What you will do - Only the lines from the start of the data through the line containing "Target: warm yellow light" should be written out, exactly as they are, with both ends included and the pictures left out.

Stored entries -
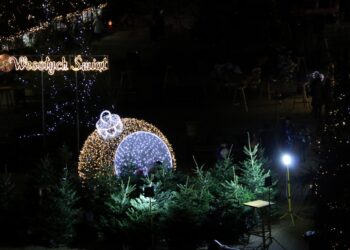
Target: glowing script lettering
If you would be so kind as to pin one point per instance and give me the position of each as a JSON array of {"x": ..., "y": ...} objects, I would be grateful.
[{"x": 51, "y": 67}]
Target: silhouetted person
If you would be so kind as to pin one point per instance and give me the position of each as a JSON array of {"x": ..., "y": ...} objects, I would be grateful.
[
  {"x": 317, "y": 94},
  {"x": 157, "y": 25},
  {"x": 328, "y": 94}
]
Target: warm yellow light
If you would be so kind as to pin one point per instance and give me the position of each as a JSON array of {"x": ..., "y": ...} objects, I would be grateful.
[{"x": 98, "y": 153}]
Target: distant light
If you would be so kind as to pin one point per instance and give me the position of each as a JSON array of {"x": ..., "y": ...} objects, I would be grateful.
[{"x": 286, "y": 160}]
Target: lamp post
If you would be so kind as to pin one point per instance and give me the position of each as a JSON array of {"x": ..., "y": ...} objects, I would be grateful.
[{"x": 287, "y": 161}]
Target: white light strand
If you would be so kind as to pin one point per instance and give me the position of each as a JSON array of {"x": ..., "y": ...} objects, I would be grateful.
[{"x": 109, "y": 125}]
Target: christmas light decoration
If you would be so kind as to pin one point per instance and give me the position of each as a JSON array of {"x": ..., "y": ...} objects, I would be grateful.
[
  {"x": 22, "y": 63},
  {"x": 86, "y": 14},
  {"x": 98, "y": 152},
  {"x": 142, "y": 150},
  {"x": 109, "y": 125}
]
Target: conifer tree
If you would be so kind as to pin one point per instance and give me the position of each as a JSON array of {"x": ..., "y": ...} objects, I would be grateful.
[
  {"x": 253, "y": 172},
  {"x": 331, "y": 183},
  {"x": 62, "y": 212}
]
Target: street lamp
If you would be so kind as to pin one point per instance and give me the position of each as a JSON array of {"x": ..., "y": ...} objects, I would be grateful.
[{"x": 287, "y": 161}]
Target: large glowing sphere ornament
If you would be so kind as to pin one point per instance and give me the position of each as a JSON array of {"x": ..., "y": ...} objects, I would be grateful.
[
  {"x": 124, "y": 145},
  {"x": 142, "y": 150},
  {"x": 109, "y": 125},
  {"x": 5, "y": 63}
]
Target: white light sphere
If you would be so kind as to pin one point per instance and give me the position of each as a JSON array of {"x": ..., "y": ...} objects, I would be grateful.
[{"x": 286, "y": 160}]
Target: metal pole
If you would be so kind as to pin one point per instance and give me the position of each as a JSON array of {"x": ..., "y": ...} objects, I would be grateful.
[
  {"x": 43, "y": 108},
  {"x": 77, "y": 110},
  {"x": 289, "y": 197}
]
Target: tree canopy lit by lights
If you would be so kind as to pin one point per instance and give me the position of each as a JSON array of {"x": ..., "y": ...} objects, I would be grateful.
[{"x": 331, "y": 185}]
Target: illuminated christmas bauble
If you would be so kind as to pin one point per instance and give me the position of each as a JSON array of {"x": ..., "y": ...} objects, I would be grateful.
[
  {"x": 5, "y": 64},
  {"x": 138, "y": 145}
]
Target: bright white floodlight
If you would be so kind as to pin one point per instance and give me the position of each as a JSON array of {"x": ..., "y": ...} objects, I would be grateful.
[{"x": 286, "y": 160}]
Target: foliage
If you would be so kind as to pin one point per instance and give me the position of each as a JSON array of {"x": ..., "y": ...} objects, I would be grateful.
[
  {"x": 331, "y": 186},
  {"x": 253, "y": 172},
  {"x": 58, "y": 213},
  {"x": 44, "y": 174},
  {"x": 6, "y": 191}
]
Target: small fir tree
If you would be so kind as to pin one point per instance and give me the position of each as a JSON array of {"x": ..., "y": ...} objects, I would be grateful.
[
  {"x": 62, "y": 212},
  {"x": 253, "y": 174}
]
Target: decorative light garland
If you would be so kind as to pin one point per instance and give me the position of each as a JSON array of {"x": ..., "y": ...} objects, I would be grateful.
[
  {"x": 45, "y": 25},
  {"x": 22, "y": 63}
]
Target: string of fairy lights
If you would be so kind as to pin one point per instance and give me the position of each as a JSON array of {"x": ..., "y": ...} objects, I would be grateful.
[
  {"x": 64, "y": 97},
  {"x": 331, "y": 176},
  {"x": 86, "y": 15}
]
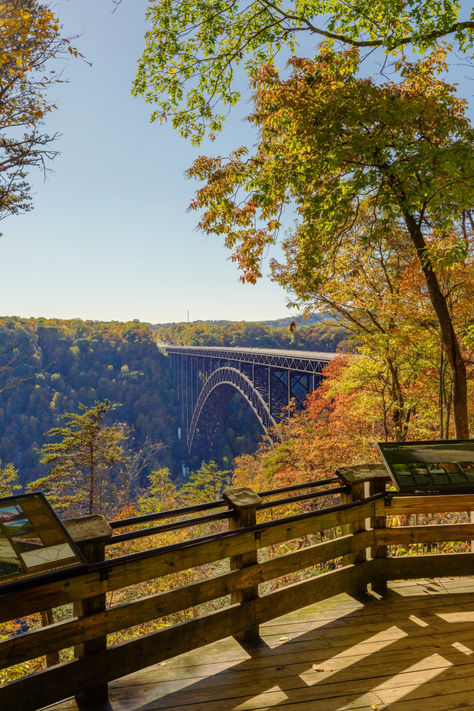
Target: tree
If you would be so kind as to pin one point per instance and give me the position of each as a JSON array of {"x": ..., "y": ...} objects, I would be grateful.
[
  {"x": 9, "y": 480},
  {"x": 30, "y": 38},
  {"x": 82, "y": 460},
  {"x": 375, "y": 284},
  {"x": 206, "y": 484},
  {"x": 330, "y": 141},
  {"x": 193, "y": 49}
]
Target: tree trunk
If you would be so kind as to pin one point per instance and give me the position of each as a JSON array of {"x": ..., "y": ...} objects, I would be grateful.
[{"x": 448, "y": 335}]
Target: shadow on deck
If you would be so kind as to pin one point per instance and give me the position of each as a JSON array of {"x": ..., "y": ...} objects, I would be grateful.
[{"x": 411, "y": 650}]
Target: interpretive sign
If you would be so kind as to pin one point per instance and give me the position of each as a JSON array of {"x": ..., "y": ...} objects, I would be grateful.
[
  {"x": 32, "y": 538},
  {"x": 432, "y": 467}
]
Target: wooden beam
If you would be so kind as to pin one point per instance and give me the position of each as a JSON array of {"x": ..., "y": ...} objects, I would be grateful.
[
  {"x": 317, "y": 588},
  {"x": 425, "y": 566},
  {"x": 38, "y": 642},
  {"x": 430, "y": 504},
  {"x": 118, "y": 574},
  {"x": 424, "y": 534},
  {"x": 67, "y": 679}
]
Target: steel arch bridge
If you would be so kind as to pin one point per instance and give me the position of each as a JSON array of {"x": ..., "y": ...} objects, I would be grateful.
[{"x": 206, "y": 379}]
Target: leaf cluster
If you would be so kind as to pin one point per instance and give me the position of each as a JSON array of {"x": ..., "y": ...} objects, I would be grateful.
[{"x": 193, "y": 49}]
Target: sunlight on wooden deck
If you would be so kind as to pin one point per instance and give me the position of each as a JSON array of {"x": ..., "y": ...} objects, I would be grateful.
[{"x": 409, "y": 651}]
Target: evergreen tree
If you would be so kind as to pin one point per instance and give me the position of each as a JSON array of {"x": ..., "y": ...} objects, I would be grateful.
[{"x": 82, "y": 460}]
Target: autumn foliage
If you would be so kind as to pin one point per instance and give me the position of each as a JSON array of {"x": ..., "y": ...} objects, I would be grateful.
[{"x": 30, "y": 40}]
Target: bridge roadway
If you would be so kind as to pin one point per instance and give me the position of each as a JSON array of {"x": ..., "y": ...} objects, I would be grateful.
[{"x": 207, "y": 377}]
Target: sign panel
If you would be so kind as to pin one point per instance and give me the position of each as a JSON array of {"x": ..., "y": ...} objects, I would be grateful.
[
  {"x": 32, "y": 538},
  {"x": 433, "y": 467}
]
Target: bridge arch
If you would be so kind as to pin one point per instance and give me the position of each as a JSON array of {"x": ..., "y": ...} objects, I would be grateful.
[{"x": 215, "y": 397}]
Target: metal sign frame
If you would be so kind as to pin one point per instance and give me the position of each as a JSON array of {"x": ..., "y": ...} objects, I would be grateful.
[
  {"x": 430, "y": 467},
  {"x": 33, "y": 540}
]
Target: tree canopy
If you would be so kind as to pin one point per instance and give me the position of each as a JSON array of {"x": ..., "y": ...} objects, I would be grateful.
[
  {"x": 83, "y": 460},
  {"x": 30, "y": 39},
  {"x": 332, "y": 142},
  {"x": 193, "y": 49}
]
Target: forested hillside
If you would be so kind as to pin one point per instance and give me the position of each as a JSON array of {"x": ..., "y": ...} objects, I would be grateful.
[{"x": 49, "y": 366}]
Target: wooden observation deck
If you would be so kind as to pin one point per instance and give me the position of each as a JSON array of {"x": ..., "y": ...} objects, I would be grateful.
[{"x": 334, "y": 640}]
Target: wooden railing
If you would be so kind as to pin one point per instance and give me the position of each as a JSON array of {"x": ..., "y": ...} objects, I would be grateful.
[{"x": 353, "y": 534}]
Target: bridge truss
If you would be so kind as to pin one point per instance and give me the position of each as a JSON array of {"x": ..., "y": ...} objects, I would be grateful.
[{"x": 207, "y": 378}]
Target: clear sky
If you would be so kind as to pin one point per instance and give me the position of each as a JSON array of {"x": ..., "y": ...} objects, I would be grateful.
[{"x": 110, "y": 236}]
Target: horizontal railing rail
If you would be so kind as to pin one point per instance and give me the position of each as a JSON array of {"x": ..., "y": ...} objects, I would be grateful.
[
  {"x": 343, "y": 548},
  {"x": 219, "y": 503}
]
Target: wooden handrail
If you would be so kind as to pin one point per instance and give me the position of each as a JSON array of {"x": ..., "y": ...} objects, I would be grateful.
[{"x": 241, "y": 543}]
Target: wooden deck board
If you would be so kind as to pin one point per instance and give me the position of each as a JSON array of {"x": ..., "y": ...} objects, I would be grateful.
[{"x": 397, "y": 654}]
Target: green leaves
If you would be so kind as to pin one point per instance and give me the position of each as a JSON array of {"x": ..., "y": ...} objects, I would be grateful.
[{"x": 193, "y": 48}]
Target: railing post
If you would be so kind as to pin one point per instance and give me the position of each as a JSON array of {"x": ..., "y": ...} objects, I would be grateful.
[
  {"x": 245, "y": 503},
  {"x": 91, "y": 533},
  {"x": 366, "y": 480}
]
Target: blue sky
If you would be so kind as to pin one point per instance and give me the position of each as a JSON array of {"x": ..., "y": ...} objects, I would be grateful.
[{"x": 109, "y": 237}]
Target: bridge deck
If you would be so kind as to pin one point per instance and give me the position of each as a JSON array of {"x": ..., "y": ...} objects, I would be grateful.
[
  {"x": 413, "y": 648},
  {"x": 229, "y": 351}
]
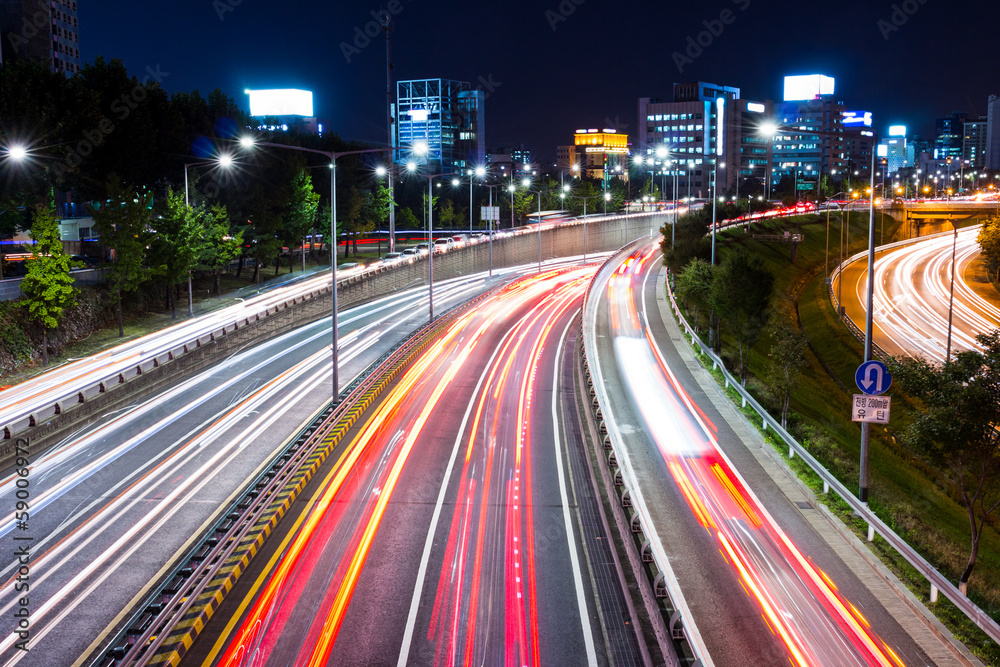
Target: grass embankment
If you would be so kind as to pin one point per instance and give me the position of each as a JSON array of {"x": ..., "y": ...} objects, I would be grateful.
[{"x": 906, "y": 493}]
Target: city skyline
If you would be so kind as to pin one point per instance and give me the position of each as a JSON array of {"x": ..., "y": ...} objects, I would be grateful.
[{"x": 528, "y": 57}]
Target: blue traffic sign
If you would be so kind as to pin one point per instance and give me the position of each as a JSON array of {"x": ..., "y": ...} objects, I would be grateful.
[{"x": 873, "y": 378}]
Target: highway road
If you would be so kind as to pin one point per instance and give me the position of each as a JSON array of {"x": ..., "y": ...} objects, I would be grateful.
[
  {"x": 912, "y": 292},
  {"x": 763, "y": 587},
  {"x": 110, "y": 506},
  {"x": 450, "y": 528}
]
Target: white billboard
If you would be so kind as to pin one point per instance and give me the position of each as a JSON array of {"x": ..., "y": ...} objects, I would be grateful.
[
  {"x": 807, "y": 87},
  {"x": 280, "y": 102}
]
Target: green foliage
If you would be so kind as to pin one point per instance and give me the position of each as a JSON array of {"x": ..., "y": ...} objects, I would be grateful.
[
  {"x": 788, "y": 359},
  {"x": 123, "y": 223},
  {"x": 956, "y": 430},
  {"x": 741, "y": 296},
  {"x": 48, "y": 287},
  {"x": 302, "y": 209},
  {"x": 176, "y": 241},
  {"x": 694, "y": 286}
]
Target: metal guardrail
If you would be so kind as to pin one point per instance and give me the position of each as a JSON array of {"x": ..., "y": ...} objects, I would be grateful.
[
  {"x": 938, "y": 582},
  {"x": 681, "y": 623}
]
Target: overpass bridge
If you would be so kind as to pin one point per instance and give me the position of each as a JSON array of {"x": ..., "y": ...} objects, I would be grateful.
[{"x": 937, "y": 211}]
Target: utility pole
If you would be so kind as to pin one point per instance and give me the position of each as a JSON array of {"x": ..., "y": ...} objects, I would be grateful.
[
  {"x": 866, "y": 426},
  {"x": 388, "y": 28}
]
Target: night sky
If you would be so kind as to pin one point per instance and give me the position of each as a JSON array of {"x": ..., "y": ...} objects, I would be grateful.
[{"x": 552, "y": 66}]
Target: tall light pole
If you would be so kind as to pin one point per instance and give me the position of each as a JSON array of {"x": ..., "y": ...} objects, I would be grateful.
[
  {"x": 250, "y": 142},
  {"x": 869, "y": 315},
  {"x": 225, "y": 161},
  {"x": 412, "y": 168}
]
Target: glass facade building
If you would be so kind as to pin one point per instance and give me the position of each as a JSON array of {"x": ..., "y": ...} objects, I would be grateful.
[{"x": 448, "y": 115}]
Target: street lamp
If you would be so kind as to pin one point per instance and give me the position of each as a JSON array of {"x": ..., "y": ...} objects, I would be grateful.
[
  {"x": 411, "y": 167},
  {"x": 420, "y": 148},
  {"x": 224, "y": 161}
]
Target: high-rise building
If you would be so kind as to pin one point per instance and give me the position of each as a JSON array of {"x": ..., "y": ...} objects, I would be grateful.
[
  {"x": 566, "y": 157},
  {"x": 602, "y": 153},
  {"x": 680, "y": 136},
  {"x": 860, "y": 144},
  {"x": 993, "y": 133},
  {"x": 42, "y": 30},
  {"x": 974, "y": 142},
  {"x": 949, "y": 133},
  {"x": 449, "y": 116},
  {"x": 811, "y": 140}
]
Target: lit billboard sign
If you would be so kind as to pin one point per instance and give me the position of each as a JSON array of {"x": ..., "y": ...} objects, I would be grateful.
[
  {"x": 856, "y": 118},
  {"x": 282, "y": 102},
  {"x": 807, "y": 87}
]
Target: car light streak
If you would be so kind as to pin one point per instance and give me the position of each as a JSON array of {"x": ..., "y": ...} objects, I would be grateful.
[
  {"x": 485, "y": 608},
  {"x": 798, "y": 602}
]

Exercise solution -
Target: glowing script lettering
If you would be so kind as to pin one point per instance and give me the position of each as a JSON array of {"x": ..., "y": ...} objects, I would be grateful.
[{"x": 51, "y": 67}]
Target: silhouetted person
If you would be so kind as to pin one point per instance and give me the position of each as a JSON array of {"x": ..., "y": ...} objects, I would be grateful.
[
  {"x": 317, "y": 94},
  {"x": 157, "y": 25},
  {"x": 328, "y": 94}
]
Target: warm yellow light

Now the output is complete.